● SOURCE EXTRACT:
•••

Cellspin urges US Supreme Court to deny certiorari in Garmin suit

Patent owner  Cellspin has urged the US Supreme Court to reject  Garmin’s petition for certiorari in a dispute over whether patent eligibility is a matter of law that can be resolved by courts.

Garmin, along with other technology companies such as  Canon and  FitBit, has  asked the Supreme Court to review a decision of the US Court of Appeals for the Federal Circuit, which overturned a victory for the US technology company over Cellspin at the district court level.

Cellspin sued the companies in 2017 alleging infringement of patents covering the use of Bluetooth technology to upload images and data online from devices such as fitness trackers.

The US District Court for the Northern District of California rejected Cellspin’s claims, finding that the patents were “directed to an abstract idea, namely a method of acquiring, transferring, and publishing data and multimedia content on one or more websites”.

According to the district court’s ruling, the Cellspin patents “merely provide a generic environment in which to carry out” the acquisition and transfer of data, and therefore did not describe an “inventive step” as required under step two of the Supreme Court’s Alice/Mayo test.

On appeal, the Federal Circuit reversed the district court’s ruling, finding that the district court erred in concluding that the patents did not contain an inventive step.

In its decision, the Federal Circuit ruled that “factual disputes about whether an aspect of the claims is inventive may preclude dismissal at the pleadings stage under section 101 [of the Patent Act]”.

According to the petitioners, the Federal Circuit’s reversal of the district court “underscores just how much damage has been done to the Alice framework”.

In its petition for certiorari, Garmin and its co-petitioners argued that the “patent eligibility is a question of law for the court, and the Federal Circuit erred in holding otherwise”.

In a reply to the petitioners, Cellspin argued that if adopted by the Supreme Court, their position would “violate the longstanding, well-founded principle that for motions to dismiss on the pleadings, well-pled facts in the complaint must be accepted as true”.

“Petitioner’s arguments about patent eligibility being a question of law lack clarity, and fail to frame proper issues for review of this case,” Cellspin claimed.

•••

● PARTS OF THE EXERCISE:
(1) Answer these from the article on Cellspin and Garmin:
(a) In what year did Cellspin sue the companies?
(b) Which court first rejected Cellspin's claims?
(c) What technology do Cellspin's patents cover?
(2) Retype the article on Cellspin and Garmin from "On appeal, the" up to and including "an inventive step.".
The material below comes from a different source than the article on Cellspin and Garmin.

[Point localization data]
•••

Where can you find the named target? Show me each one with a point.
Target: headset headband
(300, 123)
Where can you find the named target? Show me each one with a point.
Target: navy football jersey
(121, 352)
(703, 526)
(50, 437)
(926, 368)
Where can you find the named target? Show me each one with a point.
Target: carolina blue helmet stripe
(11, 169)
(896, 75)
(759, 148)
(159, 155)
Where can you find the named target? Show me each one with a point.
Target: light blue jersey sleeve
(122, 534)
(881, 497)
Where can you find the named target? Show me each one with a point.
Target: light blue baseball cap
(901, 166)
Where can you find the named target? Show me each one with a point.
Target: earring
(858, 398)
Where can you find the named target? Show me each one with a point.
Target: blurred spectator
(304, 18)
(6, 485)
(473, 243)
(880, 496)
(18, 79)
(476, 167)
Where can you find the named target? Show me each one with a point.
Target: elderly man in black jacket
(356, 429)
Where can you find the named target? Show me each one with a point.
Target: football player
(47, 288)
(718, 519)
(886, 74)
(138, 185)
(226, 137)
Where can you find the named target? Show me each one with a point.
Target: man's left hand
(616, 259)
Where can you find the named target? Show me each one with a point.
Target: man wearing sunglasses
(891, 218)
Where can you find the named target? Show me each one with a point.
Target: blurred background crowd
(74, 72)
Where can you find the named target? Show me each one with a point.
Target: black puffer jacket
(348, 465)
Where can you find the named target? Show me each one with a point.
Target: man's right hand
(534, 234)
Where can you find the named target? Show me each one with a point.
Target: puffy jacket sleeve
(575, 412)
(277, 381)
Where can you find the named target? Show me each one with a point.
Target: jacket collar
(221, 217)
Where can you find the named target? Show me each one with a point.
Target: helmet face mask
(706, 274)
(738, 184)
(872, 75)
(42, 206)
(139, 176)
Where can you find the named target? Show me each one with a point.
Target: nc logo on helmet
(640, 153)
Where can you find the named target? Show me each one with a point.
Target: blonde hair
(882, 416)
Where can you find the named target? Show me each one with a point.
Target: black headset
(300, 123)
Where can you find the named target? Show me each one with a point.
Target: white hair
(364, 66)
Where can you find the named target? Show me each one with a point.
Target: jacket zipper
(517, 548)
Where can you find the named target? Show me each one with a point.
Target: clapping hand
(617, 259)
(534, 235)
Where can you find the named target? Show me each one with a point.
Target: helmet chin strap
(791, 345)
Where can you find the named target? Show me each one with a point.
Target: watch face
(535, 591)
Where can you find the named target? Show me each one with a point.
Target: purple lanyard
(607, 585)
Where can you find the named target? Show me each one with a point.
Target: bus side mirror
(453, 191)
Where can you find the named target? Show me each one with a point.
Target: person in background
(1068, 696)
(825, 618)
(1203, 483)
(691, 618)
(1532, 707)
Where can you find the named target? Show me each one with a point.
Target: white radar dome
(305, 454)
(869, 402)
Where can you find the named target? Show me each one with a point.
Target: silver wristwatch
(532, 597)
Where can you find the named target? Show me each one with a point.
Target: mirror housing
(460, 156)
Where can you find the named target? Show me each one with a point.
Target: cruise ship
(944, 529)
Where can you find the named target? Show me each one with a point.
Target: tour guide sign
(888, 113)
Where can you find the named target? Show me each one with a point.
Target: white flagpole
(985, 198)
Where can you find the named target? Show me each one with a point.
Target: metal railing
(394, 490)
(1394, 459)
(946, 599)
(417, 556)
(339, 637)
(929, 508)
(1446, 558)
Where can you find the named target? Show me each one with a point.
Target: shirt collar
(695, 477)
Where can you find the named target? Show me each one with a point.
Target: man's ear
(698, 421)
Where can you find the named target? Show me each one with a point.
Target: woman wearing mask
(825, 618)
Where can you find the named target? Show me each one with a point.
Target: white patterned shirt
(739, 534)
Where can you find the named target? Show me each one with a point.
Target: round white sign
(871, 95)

•••

● ANSWERS GIVEN:
(1)
(a) 2017.
(b) The US District Court for the Northern District of California.
(c) The use of Bluetooth technology to upload images and data online from devices such as fitness trackers.

(2)
On appeal, the Federal Circuit reversed the district court’s ruling, finding that the district court erred in concluding that the patents did not contain an inventive step.